**Yang Harus Dikerjakan:**
**a)** Sebutkan semua nama orang yang muncul dalam teks tentang puisi kemerdekaan.
**b)** Tuliskan kembali bagian teks tentang puisi kemerdekaan dari "yang angkuh merimbun" terus ke bawah sampai "jiwa-hjiwa kemerdekaan .".

***** Teks yang Diberikan

Puisi pendek karya Munadi Oke, ini melihat merdeka dari sisi pengamatannya. Tampaknya merdeka dalam perjalannya beraneka rasa. Ia penyair yang memiliki rasa itu. Penyair dengan kepekaan rasa yang tinggi akan nampak dalam tulisannya. Puisi pendek ini sebetulmya luas untuk dimaknai. Barisnya berisi, dan sederhana, namun ia memilih dengan tepat. Bait-baitnya beraneka pesan tak runtut. Seperti bait terakhirnya itu ia memutuskan bahwa kemerdekaan itu semu. (Rg Bagus Warsono. kurator di Himpunan Masyarakat Gemar Membaca)

Asro al Murthawy MERDEKA MENJELMA HANTU

Berikut ini puisi Asro Al Murthawy Dkm, penyair produktif asal Merangin Jambi. Asro telah banyak menulis puisi dan dikenal sebagai penggerak sastra di Merangin Jambi.

befikut puisinya:

Asro al Murthawy

MERDEKA MENJELMA HANTU

mendadak aku njelma hantu:

bebas liar menjengkali jejarak bumi dan langit,

Kurapal lafaz paling purba

menumbuhkan sesayap di punggung menghambur

memburumu dengan kesumat berlebih

melangkah ke awan jantungmu

aku adalah anasir merdeka

yang datang dari dunia entah

berdifusi dengan malam memagut sunyi pohon-pohon

yang angkuh merimbun lubang dadamu

tetapi tetap saja melambai jiwa kembara ini

sekedar berkemah atau mungkin berdiam lama

mendekam di lelangit otakmu



Puisi pendek Asro Al Murthawy Dkm tampaknya sepintas begitu sulit dimengerti. Boleh jadi ia menceritakan dirinyasebagai sifat atau paham merdeka yang tak terlihat namun menghantui. Ia merasup jiwa-hjiwa kemerdekaan .

**********
***** Data

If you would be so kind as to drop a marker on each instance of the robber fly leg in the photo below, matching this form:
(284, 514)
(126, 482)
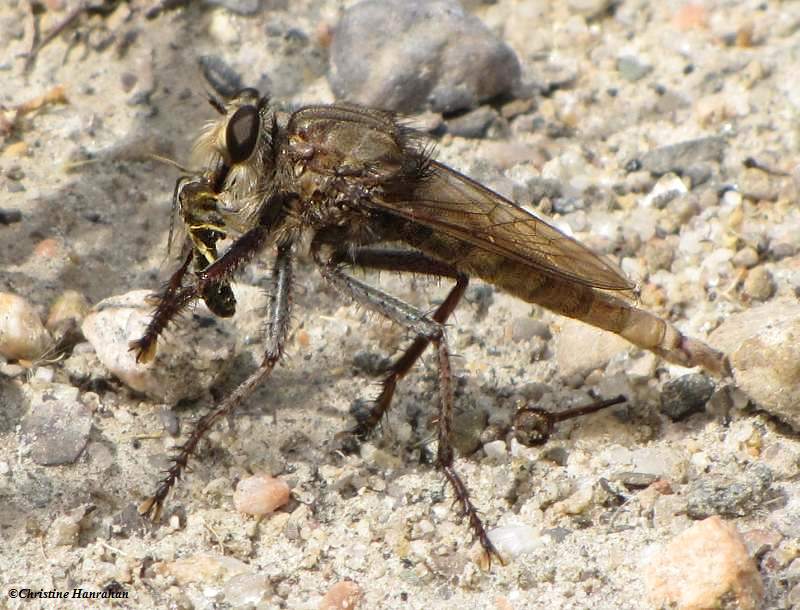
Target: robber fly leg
(408, 261)
(170, 302)
(431, 331)
(279, 309)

**********

**Kunci Jawaban:**
**a)** Munadi Oke, Rg Bagus Warsono, dan Asro al Murthawy (juga ditulis Asro Al Murthawy Dkm).

**b)**
yang angkuh merimbun lubang dadamu

tetapi tetap saja melambai jiwa kembara ini

sekedar berkemah atau mungkin berdiam lama

mendekam di lelangit otakmu



Puisi pendek Asro Al Murthawy Dkm tampaknya sepintas begitu sulit dimengerti. Boleh jadi ia menceritakan dirinyasebagai sifat atau paham merdeka yang tak terlihat namun menghantui. Ia merasup jiwa-hjiwa kemerdekaan .